Pohon Darah Naga dari Pulau Socrota

  • Bagikan

Sejarah Pulau Socrota 

Sejak dahulu, banyak julukan fantastis sekaligus misterius yang diberikan kepada pulau ini, mulai dari The Lost World, Alien Island, serta orang di Timur Tengah menyebutnya Tempat Persembunyian Dajjal, dan sebagainya. Para pegiat lingkungan punya nama khas, The Galapagos of the Indian Ocean.

Jika dilihat dari peta, pulau yang cukup terpencil ini dekat dengan Teluk Aden, Samudra Hindia. Tepatnya di timur tanduk Afrika, Somalia sejauh 240 kilometer. Bila dari Yaman, posisinya di selatan sejauh 380 kilometer.

Secara administrasi, pulau ini masuk wilayah Yaman, meski begitu, secara geografis, bagian dari Afrika. Sejak lama Socrota terlewat para penjelajah, dan nyaris tak terjamah peradaban. Hingga kini, alamnya tak berubah sejak ribuan tahun.

Sekitar 34 juta tahun Pulau Socrota terpisah dari daratan Arabia, sehingga membuatnya begitu unik. Selain lanskap, keragaman flora dan faunanya yang khas, tak ada di tempat lain.

Bukan hanya menarik, Pulau Socrota memiliki lebih dari 800 jenis hewan dan tumbuhan. Di sana juga pernah ditemukan alat buatan manusia yang diperkirakan sudah ada dari zaman sebelum masehi.

Orang setembat berkeyakinan bahwa bangsa Fenisia menganggap pulau ini suci, karena merupakan rumah bagi burung phoenix. Dalam gua-gua batuan kapur di sana, juga ditemukan prasasti dalam berbagai bahasa kuno.

Menurut UNESCO, 37% dari 825 spesies tanaman Socotra, 90% spesies reptilnya, dan 95% spesies siput daratnya tidak ditemukan di tempat lain di dunia. Socrota tempat hidup populasi burung darat dan laut yang signifikan secara global [192 spesies burung, 44 di antaranya berkembang biak di pulau-pulau, sementara 85 jenis adalah migran, termasuk yang terancam.

Kehidupan lautnya juga sangat beragam. Ada 253 spesies karang pembangun terumbu, 730 spesies ikan pesisir, dan 300 spesies kepiting, lobster, beserta udang.

Pohon Darah Naga

Pohon darah naga (Dracaena cinnabari), pohon yang memiliki bentuk khas seperti payung ini berasal dari kepulauan Socotra. Secara keseluruhan, pohon ini juga terlihat seperti jamur.

Berdasarkan legenda di sana, dulunya Sang Pencipta membuat dunia baru di tengah samudra. Di dalamnya ada banyak bentuk kehidupan dan salah satunya adalah naga.

» DATA YANG DIBERIKAN
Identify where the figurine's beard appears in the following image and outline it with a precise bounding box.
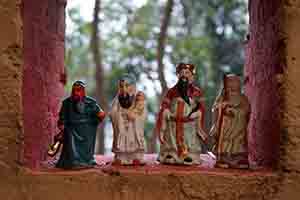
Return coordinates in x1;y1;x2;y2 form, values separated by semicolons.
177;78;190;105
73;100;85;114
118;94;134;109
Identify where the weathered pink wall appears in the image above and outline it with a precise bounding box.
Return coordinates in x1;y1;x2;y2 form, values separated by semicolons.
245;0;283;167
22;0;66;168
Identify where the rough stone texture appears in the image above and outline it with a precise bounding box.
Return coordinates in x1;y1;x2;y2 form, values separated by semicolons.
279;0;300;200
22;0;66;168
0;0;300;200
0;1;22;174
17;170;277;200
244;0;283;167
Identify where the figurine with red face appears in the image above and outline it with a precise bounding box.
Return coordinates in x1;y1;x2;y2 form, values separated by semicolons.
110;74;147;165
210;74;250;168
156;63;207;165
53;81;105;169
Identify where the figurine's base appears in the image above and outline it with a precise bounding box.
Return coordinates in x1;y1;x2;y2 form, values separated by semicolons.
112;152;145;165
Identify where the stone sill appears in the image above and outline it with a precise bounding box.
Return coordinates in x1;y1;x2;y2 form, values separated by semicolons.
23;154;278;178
==
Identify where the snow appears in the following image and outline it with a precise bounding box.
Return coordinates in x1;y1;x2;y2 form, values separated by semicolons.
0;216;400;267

» TUGAS 1
Sebutkan semua julukan yang menurut teks tentang Pulau Socrota diberikan kepada pulau itu.
» TUGAS 2
Lanjutkan teks tentang Pulau Socrota setelah kalimat terakhirnya.

» HASIL TUGAS 1
- The Lost World
- Alien Island
- Tempat Persembunyian Dajjal
- The Galapagos of the Indian Ocean

» HASIL TUGAS 2
Naga itu kemudian memakan dan menghancurkan makanan yang ada di pulau. Karena itulah, kemudian ia diubah menjadi pohon supaya ia menderita.

Socrota Island, Yemen (pinterest)

Nah, menurut legenda tersebut, setiap kulit pohon itu dipotong, si naga kesakitan hingga mengeluarkan darah. Bukan hanya memiliki cerita menarik di baliknya, getah merah dari pohon ini ternyata bermanfaat!

Biasanya, getah tersebut dimanfaatkan untuk mengobati penyakit, mulai dari penyakit kulit, diare, sampai yang disebabkan oleh virus.

Uniknya, pohon ini bisa tumbuh sekitar 4 – 6 meter dan memiliki bentuk batang yang terlihat seperti akar yang tumbuh ke atas.

Bentuk pohon dapat dikaitkan dengan percabangan dichotomous, masing-masing cabang terbagi dua bagian. Batang membelah setiap kali pohon berbunga. Itulah sebabnya ahli botani dapat menghitung perkiraan usia pohon dengan menghitung jumlah percabangan.

Bentuknya yang tak lazim ini ternyata berfungsi untuk kehidupannya. Daun-daunnya yang rimbun mengurangi proses penguapan dan membantu bertahan hidup di daerah yang suhunya sangat panas.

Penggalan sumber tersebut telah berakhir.